The RTA was created to coordinate transit, provide oversight and align the region's systems. But instead of facilitating, linking and leveraging, it's running ad campaigns. Instead of building trust, it's burning through resources. Instead of bringing the system together with clear leadership and accountability, it has too often added another layer of confusion. That is not just a missed opportunity. It is a threat to the future of public transit in our region. This isn't a bug; it's a function. And that's exactly why the system needs to change.
In 2022, the RTA launched 'Forward for All,' another expensive PR campaign promising to lead the region's transit system into the future. I was skeptical then; it felt like a waste of money, and it was. Now the future is here, and not much has changed. Ridership is still below pre-pandemic levels. Riders still don't trust the system. And week after week, new stories of mismanagement — such as the ones Rep. Marty Moylan uncovered about the CTA's overtime abuse — only deepen public doubt.
The public isn't dumb. They see these moves for what they are: wasteful, out of touch and tone-deaf. And every time a system uses funding for fluff instead of fixing real problems, it becomes harder to convince people that public transit is worth saving. But that doesn't mean we give up. It means we get serious.
What can the RTA, the CTA, Metra and Pace do better, faster or differently? Start with the basics: safety, cleanliness and reliability. Deliver consistent service that people can count on. Get serious about coordination and cost-sharing. Explore new revenue models that reflect today's realities not outdated formulas.
Let's be honest: $750,000 won't solve all of our transit challenges. But even a small investment, used wisely, can make a real difference. That kind of money could have funded thousands of additional bus or train service hours, shortened wait times on crowded routes or helped reduce the ghost buses and trains that frustrate riders every day. It could have paid for new bus shelters, station safety upgrades or tech pilots aimed at improving reliability. These aren't abstract improvements — they're the kinds of tangible changes that make someone's commute safer, faster or more affordable.

**RECORDED DATA:**

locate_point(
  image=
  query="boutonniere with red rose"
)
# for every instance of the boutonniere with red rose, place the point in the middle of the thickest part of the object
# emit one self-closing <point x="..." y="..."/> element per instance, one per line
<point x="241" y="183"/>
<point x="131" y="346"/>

**TASK INSTRUCTIONS:** Copy out the full text on the RTA word for word.

**ANSWER BOX:**
The RTA was created to coordinate transit, provide oversight and align the region's systems. But instead of facilitating, linking and leveraging, it's running ad campaigns. Instead of building trust, it's burning through resources. Instead of bringing the system together with clear leadership and accountability, it has too often added another layer of confusion. That is not just a missed opportunity. It is a threat to the future of public transit in our region. This isn't a bug; it's a function. And that's exactly why the system needs to change.
In 2022, the RTA launched 'Forward for All,' another expensive PR campaign promising to lead the region's transit system into the future. I was skeptical then; it felt like a waste of money, and it was. Now the future is here, and not much has changed. Ridership is still below pre-pandemic levels. Riders still don't trust the system. And week after week, new stories of mismanagement — such as the ones Rep. Marty Moylan uncovered about the CTA's overtime abuse — only deepen public doubt.
The public isn't dumb. They see these moves for what they are: wasteful, out of touch and tone-deaf. And every time a system uses funding for fluff instead of fixing real problems, it becomes harder to convince people that public transit is worth saving. But that doesn't mean we give up. It means we get serious.
What can the RTA, the CTA, Metra and Pace do better, faster or differently? Start with the basics: safety, cleanliness and reliability. Deliver consistent service that people can count on. Get serious about coordination and cost-sharing. Explore new revenue models that reflect today's realities not outdated formulas.
Let's be honest: $750,000 won't solve all of our transit challenges. But even a small investment, used wisely, can make a real difference. That kind of money could have funded thousands of additional bus or train service hours, shortened wait times on crowded routes or helped reduce the ghost buses and trains that frustrate riders every day. It could have paid for new bus shelters, station safety upgrades or tech pilots aimed at improving reliability. These aren't abstract improvements — they're the kinds of tangible changes that make someone's commute safer, faster or more affordable.